* [Work task]: Take the listing below and print exactly the lines starting at the line containing "Locate the donkey's ear" and ending at the line containing "pixel 415 86", both ends included, and no others.
-=-=-=-=-
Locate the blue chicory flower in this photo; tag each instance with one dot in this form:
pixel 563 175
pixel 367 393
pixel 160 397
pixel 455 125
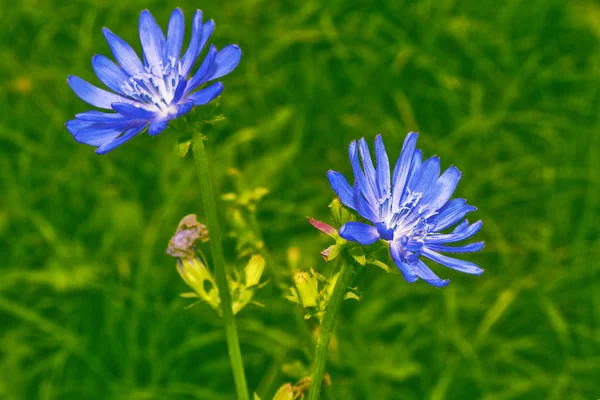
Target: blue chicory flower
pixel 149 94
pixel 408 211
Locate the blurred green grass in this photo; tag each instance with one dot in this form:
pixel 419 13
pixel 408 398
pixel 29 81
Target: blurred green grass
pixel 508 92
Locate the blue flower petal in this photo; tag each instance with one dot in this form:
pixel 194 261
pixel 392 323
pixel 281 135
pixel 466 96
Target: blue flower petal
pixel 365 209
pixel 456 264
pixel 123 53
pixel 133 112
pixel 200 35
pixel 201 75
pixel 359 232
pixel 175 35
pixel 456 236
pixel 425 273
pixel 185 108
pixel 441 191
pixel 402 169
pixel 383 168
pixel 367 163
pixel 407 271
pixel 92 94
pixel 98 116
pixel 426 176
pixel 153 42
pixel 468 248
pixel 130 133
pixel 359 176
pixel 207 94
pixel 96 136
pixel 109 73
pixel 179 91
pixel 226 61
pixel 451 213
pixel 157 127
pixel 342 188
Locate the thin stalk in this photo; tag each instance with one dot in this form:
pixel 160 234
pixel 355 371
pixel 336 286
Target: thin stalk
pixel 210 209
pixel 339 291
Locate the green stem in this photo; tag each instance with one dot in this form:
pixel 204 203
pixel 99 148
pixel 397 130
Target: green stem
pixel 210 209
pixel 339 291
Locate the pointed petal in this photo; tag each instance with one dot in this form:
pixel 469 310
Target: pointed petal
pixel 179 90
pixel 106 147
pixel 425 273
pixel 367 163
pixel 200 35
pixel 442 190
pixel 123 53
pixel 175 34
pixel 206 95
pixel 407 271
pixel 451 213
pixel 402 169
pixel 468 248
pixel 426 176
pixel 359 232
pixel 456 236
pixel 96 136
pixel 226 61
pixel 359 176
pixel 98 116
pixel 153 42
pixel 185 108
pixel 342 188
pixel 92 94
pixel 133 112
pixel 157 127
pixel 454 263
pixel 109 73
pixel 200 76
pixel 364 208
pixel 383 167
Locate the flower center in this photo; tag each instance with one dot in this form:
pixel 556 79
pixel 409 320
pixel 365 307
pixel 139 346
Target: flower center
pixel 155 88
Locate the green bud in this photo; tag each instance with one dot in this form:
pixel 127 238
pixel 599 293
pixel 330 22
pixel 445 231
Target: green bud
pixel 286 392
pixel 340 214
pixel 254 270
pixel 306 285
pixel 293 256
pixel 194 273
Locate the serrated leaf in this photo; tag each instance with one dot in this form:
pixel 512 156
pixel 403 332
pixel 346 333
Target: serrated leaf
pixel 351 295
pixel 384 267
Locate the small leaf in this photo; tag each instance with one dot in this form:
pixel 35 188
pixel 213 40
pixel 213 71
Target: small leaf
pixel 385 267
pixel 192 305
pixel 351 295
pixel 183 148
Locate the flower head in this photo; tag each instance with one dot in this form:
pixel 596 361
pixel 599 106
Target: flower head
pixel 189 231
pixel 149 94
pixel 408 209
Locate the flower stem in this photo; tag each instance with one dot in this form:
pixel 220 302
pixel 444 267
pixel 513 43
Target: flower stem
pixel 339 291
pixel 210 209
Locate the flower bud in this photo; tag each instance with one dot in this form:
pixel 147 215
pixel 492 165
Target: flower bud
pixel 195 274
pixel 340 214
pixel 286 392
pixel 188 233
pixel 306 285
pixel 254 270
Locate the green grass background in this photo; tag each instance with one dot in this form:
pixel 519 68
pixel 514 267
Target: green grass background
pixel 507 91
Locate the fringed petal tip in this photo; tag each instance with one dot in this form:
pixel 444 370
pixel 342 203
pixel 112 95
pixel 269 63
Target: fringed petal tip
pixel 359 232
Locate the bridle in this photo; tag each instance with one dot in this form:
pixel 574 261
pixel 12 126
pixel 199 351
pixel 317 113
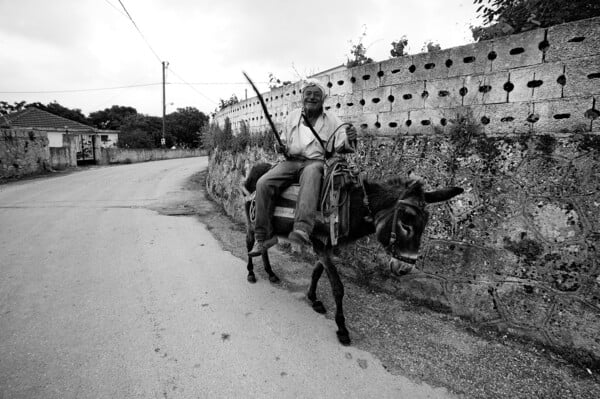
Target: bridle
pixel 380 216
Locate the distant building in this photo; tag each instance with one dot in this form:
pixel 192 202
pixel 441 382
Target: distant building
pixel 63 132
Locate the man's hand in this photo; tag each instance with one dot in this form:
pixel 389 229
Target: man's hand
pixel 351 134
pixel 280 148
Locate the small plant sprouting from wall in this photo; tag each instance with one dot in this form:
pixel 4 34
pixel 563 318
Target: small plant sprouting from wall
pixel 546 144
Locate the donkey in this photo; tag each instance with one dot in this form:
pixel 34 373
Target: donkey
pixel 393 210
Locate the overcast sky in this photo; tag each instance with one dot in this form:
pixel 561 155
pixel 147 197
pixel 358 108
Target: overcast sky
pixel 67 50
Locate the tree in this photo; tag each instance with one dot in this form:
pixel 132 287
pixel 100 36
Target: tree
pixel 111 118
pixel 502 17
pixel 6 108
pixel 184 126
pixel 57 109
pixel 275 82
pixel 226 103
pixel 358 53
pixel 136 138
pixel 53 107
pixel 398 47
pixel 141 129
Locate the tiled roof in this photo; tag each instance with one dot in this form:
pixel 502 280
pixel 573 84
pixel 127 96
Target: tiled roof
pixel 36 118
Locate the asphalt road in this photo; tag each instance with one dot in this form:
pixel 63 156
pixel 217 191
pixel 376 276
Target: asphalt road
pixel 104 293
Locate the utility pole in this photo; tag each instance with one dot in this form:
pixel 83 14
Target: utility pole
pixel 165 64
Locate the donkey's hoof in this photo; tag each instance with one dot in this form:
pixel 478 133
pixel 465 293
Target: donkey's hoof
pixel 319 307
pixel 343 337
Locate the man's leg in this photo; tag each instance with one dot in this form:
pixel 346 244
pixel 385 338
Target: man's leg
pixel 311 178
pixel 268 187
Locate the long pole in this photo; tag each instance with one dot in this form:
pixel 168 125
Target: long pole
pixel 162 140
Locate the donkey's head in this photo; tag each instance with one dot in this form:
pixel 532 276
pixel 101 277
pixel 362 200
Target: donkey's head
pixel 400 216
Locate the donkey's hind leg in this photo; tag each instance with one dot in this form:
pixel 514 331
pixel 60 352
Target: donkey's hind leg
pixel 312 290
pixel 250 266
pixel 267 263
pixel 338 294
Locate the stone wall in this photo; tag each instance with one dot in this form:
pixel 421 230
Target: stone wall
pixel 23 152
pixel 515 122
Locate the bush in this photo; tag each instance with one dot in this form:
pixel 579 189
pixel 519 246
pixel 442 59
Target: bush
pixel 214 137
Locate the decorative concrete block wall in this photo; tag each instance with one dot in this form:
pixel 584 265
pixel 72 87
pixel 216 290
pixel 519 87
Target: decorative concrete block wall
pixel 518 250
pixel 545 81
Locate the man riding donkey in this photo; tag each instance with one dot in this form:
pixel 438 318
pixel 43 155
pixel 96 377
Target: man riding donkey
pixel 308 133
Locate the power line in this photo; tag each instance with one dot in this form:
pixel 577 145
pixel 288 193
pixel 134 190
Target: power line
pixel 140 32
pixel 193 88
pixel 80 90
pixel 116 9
-=-=-=-=-
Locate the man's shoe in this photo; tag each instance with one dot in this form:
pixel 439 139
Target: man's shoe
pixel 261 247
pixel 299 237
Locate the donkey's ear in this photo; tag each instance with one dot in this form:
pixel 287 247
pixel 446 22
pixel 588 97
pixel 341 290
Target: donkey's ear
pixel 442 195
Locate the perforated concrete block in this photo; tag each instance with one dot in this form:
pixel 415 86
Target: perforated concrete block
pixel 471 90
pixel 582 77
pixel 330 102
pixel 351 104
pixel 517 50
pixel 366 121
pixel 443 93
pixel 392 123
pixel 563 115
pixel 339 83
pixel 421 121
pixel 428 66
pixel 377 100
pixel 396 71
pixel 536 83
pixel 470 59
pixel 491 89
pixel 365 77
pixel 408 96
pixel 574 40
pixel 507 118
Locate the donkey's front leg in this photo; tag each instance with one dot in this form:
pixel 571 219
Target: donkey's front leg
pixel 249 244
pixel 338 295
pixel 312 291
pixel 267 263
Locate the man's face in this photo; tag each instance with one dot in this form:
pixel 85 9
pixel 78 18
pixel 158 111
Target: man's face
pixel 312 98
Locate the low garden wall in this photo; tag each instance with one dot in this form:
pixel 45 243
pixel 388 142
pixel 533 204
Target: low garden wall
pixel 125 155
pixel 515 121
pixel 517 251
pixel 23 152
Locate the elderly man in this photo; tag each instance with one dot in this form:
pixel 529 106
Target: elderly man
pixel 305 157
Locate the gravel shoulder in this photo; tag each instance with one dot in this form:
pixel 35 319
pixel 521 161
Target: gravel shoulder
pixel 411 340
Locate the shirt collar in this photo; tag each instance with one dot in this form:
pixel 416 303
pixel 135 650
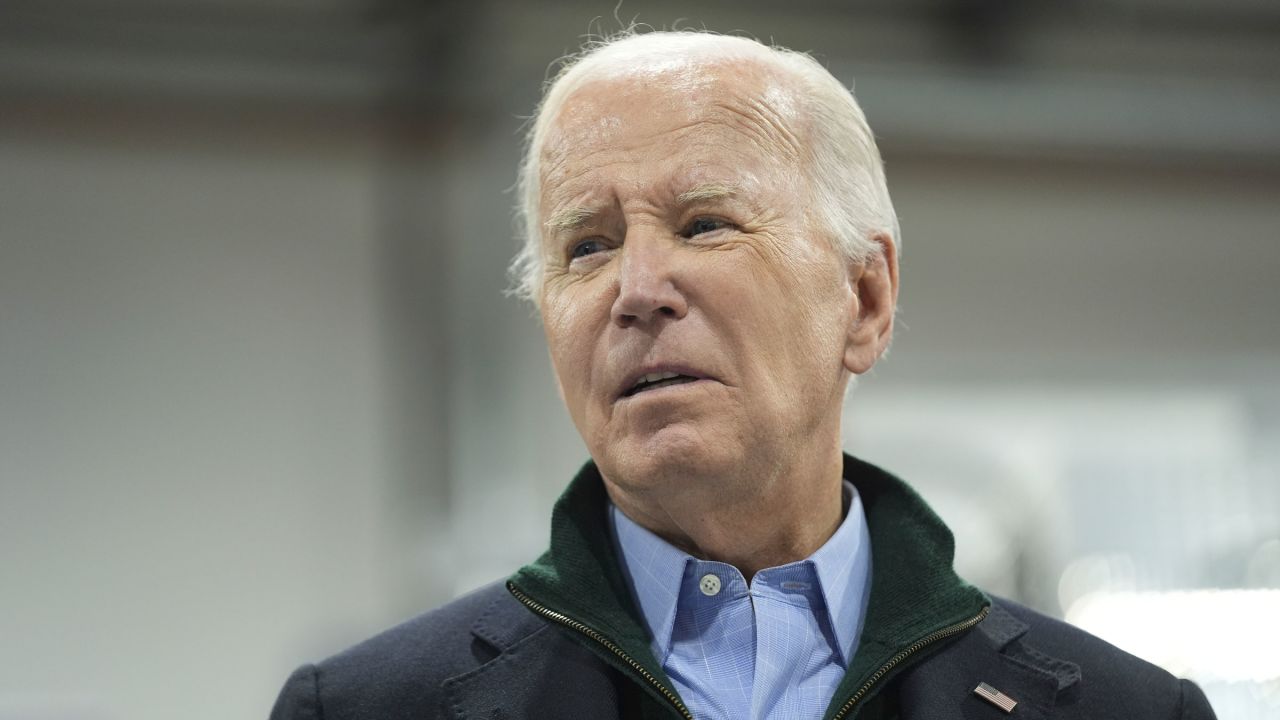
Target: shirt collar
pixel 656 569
-=-=-=-=-
* [Result of this task]:
Locate the donkey's ear in this photo; tag each instance with one dot in this form:
pixel 287 247
pixel 446 22
pixel 588 97
pixel 341 290
Target: donkey's ear
pixel 442 195
Locate the perforated concrete block in this photo; tag each instance with one dot in this form:
pixel 415 86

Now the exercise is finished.